(Point-based annotation data)

>>>

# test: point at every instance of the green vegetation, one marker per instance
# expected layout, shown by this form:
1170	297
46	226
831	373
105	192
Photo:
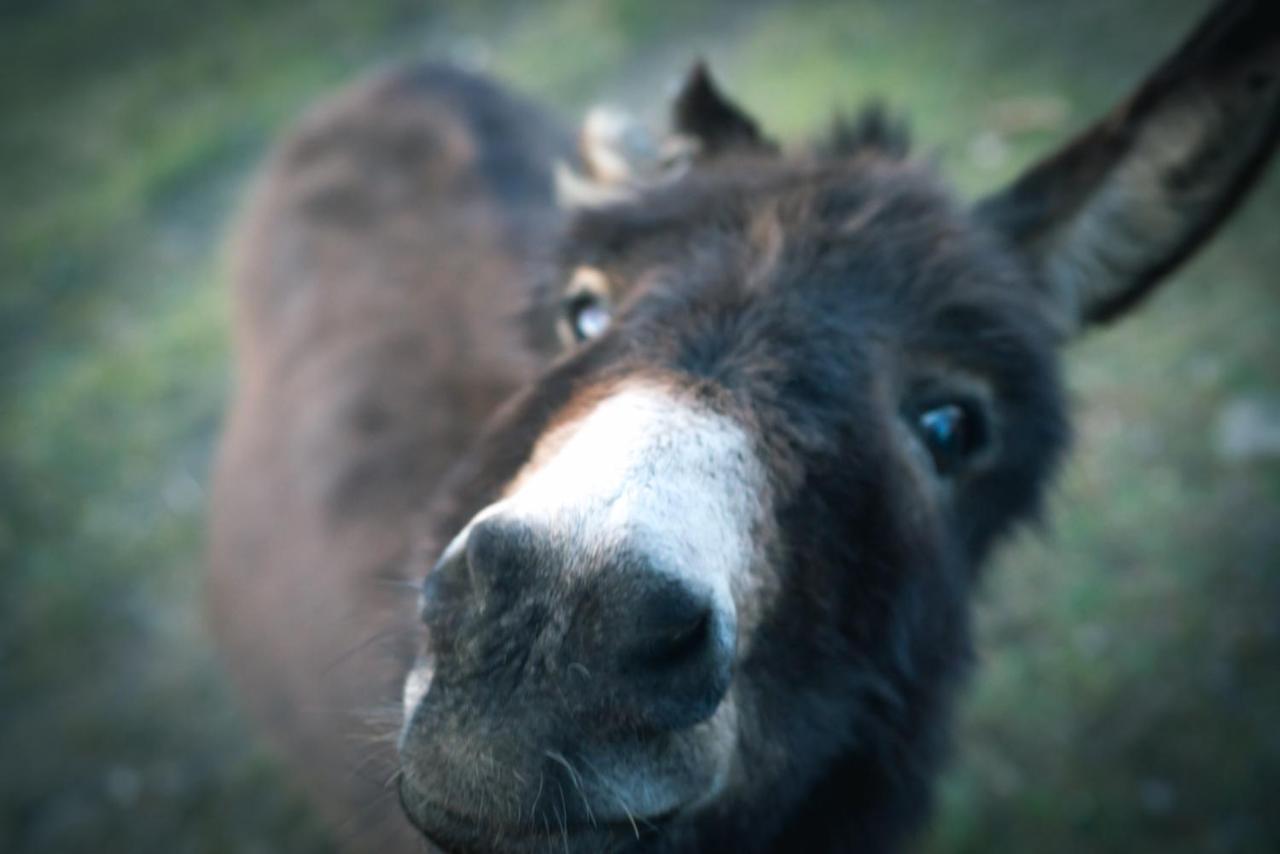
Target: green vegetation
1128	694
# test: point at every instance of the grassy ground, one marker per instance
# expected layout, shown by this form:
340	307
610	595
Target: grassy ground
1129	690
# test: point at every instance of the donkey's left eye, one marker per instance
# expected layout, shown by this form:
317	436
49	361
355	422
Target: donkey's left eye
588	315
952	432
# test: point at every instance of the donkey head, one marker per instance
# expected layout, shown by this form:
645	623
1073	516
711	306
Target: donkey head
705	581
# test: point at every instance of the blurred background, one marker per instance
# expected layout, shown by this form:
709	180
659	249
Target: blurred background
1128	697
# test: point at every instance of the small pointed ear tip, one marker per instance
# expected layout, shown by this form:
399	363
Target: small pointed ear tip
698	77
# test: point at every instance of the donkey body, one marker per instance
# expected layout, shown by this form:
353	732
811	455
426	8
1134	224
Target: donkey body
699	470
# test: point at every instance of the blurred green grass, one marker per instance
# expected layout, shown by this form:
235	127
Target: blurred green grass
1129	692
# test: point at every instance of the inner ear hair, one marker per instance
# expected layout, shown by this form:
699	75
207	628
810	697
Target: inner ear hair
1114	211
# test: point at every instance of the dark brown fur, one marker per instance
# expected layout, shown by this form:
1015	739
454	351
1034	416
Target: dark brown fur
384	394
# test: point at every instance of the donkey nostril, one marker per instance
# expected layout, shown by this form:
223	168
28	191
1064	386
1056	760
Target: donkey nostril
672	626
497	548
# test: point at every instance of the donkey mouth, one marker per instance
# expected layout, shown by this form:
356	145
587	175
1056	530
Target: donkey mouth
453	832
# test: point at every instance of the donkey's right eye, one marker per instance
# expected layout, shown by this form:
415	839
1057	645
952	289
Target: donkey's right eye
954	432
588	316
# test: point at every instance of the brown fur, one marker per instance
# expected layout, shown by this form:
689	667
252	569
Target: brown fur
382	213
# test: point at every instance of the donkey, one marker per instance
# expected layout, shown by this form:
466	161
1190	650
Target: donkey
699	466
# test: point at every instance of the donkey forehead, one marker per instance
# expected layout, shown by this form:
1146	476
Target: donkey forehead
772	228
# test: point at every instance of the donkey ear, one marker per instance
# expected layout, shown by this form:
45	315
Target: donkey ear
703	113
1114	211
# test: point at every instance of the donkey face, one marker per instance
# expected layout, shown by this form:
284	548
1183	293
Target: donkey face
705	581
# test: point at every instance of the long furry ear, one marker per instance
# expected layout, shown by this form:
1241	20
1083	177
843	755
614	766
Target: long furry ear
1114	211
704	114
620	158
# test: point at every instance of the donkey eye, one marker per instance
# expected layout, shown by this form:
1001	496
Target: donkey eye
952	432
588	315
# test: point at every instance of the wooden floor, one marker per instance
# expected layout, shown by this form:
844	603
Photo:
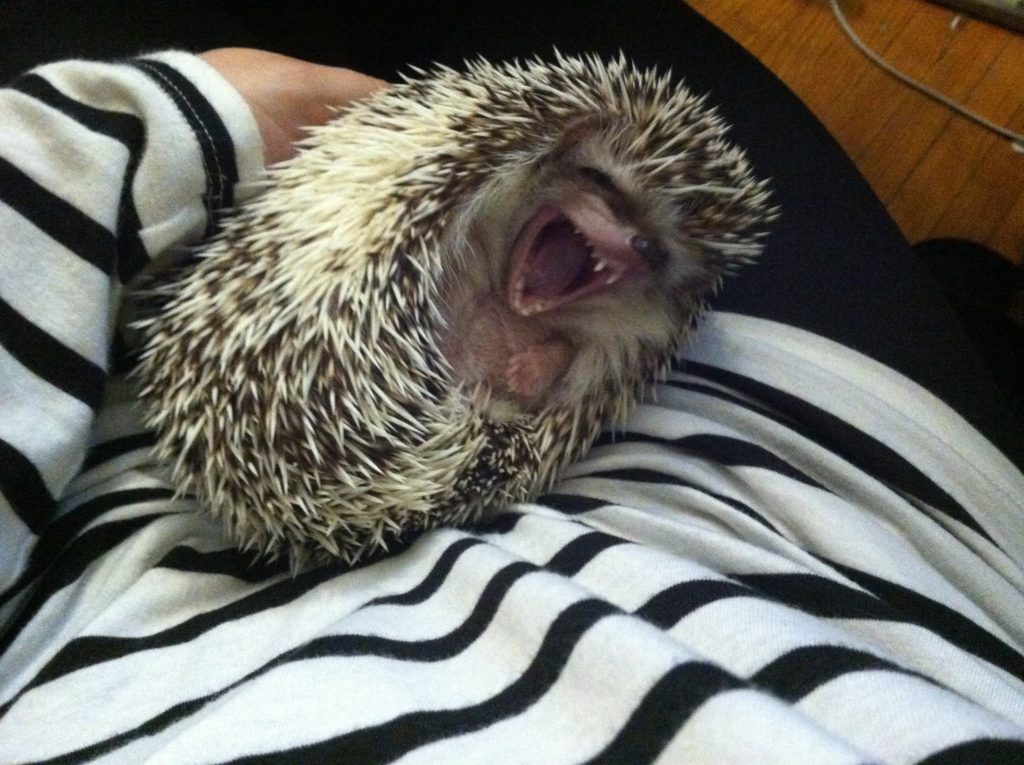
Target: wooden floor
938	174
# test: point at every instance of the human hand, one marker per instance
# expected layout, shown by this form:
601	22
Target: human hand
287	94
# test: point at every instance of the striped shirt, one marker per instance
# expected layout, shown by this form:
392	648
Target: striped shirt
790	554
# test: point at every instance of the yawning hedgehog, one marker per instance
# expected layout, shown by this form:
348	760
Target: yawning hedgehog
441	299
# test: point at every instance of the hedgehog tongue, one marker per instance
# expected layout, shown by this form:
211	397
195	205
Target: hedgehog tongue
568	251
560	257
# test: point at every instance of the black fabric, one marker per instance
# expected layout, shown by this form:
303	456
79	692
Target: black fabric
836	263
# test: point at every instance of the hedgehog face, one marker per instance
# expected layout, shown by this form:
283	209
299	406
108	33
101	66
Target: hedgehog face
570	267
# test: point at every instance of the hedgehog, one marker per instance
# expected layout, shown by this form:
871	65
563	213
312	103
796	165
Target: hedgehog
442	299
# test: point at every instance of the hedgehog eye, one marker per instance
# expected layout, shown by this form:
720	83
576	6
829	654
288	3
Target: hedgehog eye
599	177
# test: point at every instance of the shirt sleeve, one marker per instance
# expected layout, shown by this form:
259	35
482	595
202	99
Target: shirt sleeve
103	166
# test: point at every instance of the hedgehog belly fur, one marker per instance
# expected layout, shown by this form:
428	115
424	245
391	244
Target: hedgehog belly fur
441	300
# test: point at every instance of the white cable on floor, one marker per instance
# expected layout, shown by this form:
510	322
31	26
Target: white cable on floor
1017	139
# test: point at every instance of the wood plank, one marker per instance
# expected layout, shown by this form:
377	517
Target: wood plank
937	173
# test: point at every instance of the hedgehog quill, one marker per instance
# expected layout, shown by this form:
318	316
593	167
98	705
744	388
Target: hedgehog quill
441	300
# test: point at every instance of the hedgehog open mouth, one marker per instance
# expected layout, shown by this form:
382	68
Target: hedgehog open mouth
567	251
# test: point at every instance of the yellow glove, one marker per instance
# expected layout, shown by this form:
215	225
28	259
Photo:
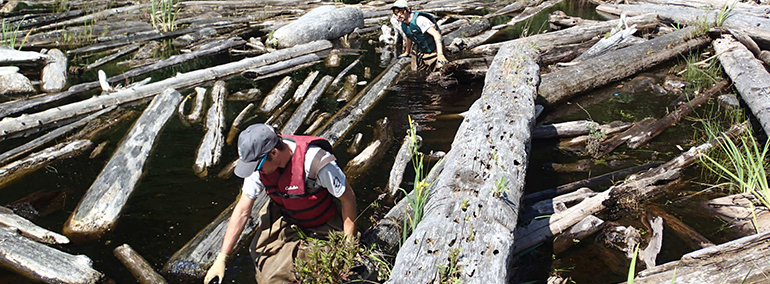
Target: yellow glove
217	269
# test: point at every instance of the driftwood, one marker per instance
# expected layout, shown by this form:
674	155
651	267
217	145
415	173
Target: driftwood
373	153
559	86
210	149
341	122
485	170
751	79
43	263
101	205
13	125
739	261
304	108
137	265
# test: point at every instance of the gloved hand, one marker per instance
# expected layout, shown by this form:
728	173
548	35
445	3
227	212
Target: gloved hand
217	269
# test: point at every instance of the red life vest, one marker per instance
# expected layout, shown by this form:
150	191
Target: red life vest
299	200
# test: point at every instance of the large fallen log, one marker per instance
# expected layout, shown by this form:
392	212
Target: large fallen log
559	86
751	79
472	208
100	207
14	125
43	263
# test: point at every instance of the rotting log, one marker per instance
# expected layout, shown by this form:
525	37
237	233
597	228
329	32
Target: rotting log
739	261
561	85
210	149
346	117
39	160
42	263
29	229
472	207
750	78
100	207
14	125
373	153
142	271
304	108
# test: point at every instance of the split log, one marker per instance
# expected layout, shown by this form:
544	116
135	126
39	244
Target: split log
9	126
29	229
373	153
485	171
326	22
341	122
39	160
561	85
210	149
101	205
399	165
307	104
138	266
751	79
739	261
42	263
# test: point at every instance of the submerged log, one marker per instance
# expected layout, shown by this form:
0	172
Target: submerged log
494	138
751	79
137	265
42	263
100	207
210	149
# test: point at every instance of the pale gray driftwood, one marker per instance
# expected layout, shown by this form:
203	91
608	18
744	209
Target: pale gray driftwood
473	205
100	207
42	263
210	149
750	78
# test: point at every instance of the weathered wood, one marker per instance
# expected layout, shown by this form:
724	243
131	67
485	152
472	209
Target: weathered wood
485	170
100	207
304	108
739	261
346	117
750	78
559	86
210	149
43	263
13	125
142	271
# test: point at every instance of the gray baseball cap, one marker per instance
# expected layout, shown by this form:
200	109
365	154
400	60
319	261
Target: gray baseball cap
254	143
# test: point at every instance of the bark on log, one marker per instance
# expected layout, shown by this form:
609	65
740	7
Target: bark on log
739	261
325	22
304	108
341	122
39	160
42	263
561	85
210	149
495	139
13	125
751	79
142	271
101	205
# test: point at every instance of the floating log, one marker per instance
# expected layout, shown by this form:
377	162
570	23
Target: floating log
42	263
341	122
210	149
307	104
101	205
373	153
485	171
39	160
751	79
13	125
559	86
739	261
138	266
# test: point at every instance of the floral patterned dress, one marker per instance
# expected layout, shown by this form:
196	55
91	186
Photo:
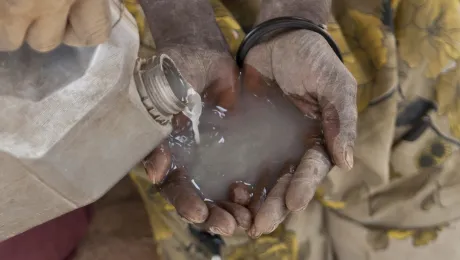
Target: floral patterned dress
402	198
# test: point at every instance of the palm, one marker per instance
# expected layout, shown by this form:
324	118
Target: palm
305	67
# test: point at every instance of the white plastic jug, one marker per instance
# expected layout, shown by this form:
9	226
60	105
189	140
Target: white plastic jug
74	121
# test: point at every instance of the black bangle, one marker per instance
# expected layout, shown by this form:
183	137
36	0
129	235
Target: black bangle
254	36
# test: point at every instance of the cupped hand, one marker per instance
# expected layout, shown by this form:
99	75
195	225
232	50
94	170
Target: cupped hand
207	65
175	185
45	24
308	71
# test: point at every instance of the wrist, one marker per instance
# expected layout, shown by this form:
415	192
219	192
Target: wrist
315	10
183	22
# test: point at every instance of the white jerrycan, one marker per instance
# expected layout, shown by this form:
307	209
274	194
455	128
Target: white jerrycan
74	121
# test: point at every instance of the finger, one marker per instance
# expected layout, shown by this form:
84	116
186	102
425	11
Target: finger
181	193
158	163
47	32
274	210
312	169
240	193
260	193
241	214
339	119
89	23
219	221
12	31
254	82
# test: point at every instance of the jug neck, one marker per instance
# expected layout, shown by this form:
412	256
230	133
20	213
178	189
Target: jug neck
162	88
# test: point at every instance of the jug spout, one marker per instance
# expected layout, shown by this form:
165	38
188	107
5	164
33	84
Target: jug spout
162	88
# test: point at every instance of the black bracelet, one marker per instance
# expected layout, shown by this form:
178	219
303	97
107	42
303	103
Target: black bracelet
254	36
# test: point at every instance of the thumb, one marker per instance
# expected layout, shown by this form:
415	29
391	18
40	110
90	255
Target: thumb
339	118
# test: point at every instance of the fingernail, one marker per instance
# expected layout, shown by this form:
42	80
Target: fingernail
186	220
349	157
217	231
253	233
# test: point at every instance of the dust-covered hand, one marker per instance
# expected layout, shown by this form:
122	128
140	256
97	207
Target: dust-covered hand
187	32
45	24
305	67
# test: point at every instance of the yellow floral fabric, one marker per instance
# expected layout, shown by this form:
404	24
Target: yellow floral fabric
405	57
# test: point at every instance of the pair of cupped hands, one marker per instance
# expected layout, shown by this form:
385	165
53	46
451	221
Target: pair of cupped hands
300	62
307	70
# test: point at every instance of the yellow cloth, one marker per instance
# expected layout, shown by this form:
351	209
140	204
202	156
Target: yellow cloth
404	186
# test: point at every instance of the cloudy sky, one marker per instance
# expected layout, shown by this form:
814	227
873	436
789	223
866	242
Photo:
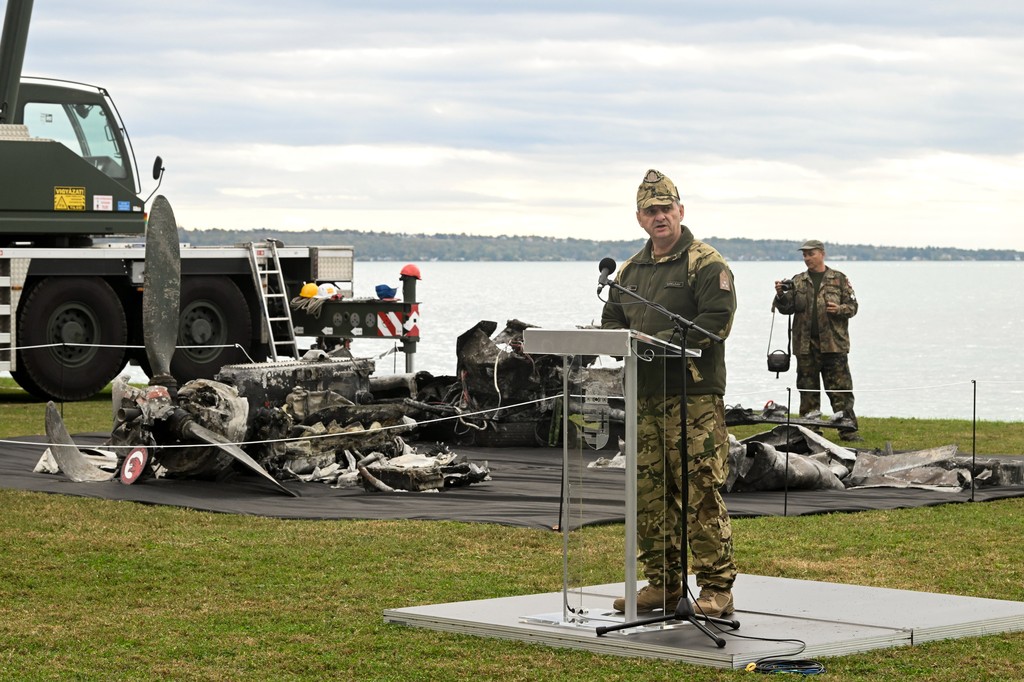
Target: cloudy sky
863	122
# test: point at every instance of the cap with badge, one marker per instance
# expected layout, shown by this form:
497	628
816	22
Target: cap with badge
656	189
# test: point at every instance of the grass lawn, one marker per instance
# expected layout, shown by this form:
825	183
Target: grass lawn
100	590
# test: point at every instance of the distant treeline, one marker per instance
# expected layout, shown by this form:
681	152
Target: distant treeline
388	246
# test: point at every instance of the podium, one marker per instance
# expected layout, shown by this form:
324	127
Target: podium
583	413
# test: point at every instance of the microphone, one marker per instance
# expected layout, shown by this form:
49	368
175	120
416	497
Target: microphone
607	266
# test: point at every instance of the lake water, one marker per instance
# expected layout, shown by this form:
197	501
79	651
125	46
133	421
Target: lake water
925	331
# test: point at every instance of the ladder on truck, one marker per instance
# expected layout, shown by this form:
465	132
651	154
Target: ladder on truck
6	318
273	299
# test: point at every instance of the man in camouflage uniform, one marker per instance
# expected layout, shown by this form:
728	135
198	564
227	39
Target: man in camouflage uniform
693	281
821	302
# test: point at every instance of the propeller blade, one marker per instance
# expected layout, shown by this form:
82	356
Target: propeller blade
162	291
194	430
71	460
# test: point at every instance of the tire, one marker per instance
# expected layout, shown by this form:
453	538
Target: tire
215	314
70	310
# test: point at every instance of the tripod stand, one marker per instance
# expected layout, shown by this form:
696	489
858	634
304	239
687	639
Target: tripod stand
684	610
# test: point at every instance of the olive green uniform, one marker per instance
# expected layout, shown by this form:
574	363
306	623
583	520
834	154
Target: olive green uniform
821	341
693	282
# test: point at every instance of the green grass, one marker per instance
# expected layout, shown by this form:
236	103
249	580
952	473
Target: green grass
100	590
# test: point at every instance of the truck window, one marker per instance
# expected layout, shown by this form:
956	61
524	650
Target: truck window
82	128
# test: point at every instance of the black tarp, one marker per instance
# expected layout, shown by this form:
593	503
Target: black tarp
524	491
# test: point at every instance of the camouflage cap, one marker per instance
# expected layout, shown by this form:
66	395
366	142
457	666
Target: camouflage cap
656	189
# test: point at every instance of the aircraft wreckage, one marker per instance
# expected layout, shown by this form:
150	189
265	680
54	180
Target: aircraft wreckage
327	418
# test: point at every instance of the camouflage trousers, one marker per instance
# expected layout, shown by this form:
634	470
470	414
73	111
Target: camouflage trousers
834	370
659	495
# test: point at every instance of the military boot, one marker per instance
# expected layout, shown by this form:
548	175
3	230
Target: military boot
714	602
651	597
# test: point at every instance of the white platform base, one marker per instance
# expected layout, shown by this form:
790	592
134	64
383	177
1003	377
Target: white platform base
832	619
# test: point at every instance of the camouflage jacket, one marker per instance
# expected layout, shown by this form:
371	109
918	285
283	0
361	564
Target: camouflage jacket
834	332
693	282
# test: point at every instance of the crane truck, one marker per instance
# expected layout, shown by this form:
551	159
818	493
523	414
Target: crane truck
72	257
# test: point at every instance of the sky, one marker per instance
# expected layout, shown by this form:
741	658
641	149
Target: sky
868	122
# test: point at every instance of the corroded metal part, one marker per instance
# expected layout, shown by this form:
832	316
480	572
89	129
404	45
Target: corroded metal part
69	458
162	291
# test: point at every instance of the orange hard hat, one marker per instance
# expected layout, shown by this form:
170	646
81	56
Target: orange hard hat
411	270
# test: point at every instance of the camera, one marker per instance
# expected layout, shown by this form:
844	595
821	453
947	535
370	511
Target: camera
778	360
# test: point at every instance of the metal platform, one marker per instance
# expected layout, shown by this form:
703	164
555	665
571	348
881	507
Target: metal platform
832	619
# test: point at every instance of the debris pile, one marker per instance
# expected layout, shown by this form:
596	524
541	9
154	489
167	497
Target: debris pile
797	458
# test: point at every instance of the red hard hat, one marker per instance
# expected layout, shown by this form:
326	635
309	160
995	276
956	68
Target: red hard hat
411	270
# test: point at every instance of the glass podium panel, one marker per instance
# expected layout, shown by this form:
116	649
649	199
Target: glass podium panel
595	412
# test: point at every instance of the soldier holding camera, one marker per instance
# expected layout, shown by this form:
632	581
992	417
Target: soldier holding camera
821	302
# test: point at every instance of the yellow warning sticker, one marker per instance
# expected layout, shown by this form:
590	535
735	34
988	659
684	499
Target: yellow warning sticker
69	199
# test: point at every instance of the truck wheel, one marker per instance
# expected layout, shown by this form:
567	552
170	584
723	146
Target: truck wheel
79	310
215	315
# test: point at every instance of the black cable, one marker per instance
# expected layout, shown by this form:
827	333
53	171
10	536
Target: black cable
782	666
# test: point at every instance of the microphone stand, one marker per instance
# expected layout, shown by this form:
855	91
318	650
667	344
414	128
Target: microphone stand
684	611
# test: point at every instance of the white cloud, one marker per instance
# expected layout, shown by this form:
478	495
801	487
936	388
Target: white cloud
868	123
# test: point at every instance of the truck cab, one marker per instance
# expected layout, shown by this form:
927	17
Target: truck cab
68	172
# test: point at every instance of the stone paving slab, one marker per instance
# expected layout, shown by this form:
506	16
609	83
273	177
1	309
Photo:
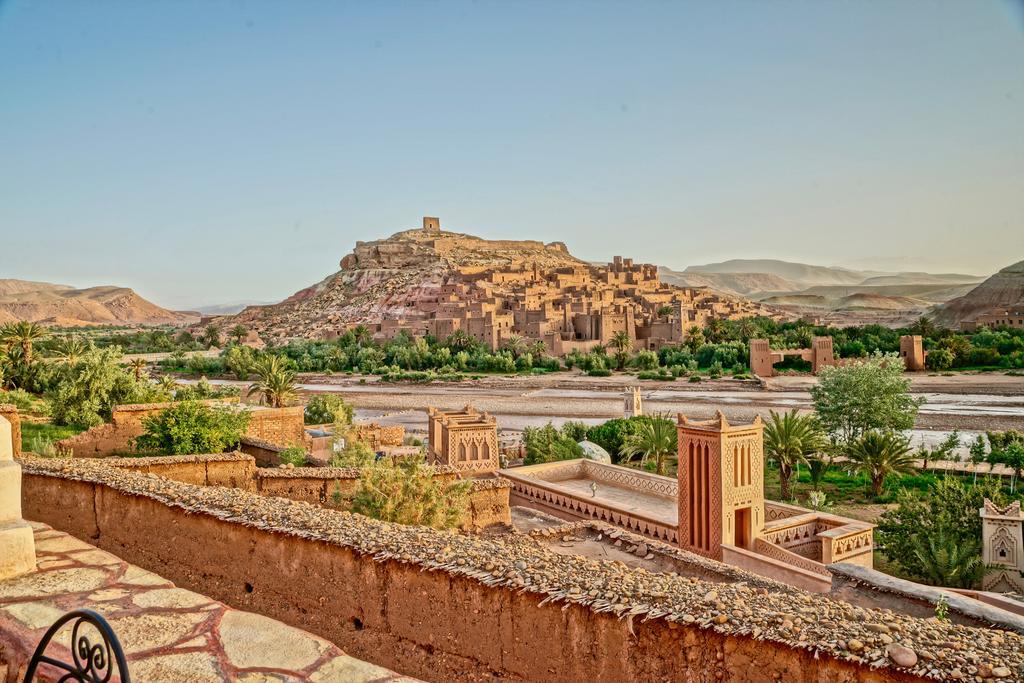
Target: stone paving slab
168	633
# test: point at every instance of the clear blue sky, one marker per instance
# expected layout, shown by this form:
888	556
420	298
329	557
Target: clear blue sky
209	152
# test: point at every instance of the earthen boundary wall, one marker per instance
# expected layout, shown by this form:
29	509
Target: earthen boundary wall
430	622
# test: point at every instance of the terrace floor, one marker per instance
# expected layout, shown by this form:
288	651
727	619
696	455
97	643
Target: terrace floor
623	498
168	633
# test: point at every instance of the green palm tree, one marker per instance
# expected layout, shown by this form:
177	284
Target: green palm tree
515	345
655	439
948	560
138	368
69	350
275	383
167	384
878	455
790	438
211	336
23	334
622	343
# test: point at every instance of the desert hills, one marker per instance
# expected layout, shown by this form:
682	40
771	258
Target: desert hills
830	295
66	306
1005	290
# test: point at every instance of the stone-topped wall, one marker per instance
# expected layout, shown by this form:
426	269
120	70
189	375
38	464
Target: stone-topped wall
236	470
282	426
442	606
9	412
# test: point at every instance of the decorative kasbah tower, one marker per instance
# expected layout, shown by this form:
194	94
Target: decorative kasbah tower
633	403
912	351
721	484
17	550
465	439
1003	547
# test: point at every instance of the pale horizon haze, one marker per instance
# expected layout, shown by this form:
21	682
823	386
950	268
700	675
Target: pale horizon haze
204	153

<<<

Reproduce the lines of the entries above exactly, but only from the line containing "# test: point at every instance of the desert" through the final line.

## The result
# test: point at every instance of the desert hills, one marker per instance
# expected layout, shown by this form:
682	40
771	258
Target: desert hills
830	295
66	306
1005	290
# test: point at every instance of the stone-topped wall, one marker per instance
# expected layout, shown by this form:
426	269
120	70
189	375
38	464
Target: stone-topped wall
236	470
282	426
442	606
9	412
# test: point at every instance of the decorative kasbah tower, one marker per instance
# expected layout, shown by this form:
194	94
Target: decorative kasbah tower
633	403
912	351
721	484
17	550
465	439
1003	547
# test: point at every instance of the pale horizon haze, one marker per instance
# expected layout, shown by this form:
21	682
823	386
950	268
700	675
Target: pale horizon haze
204	153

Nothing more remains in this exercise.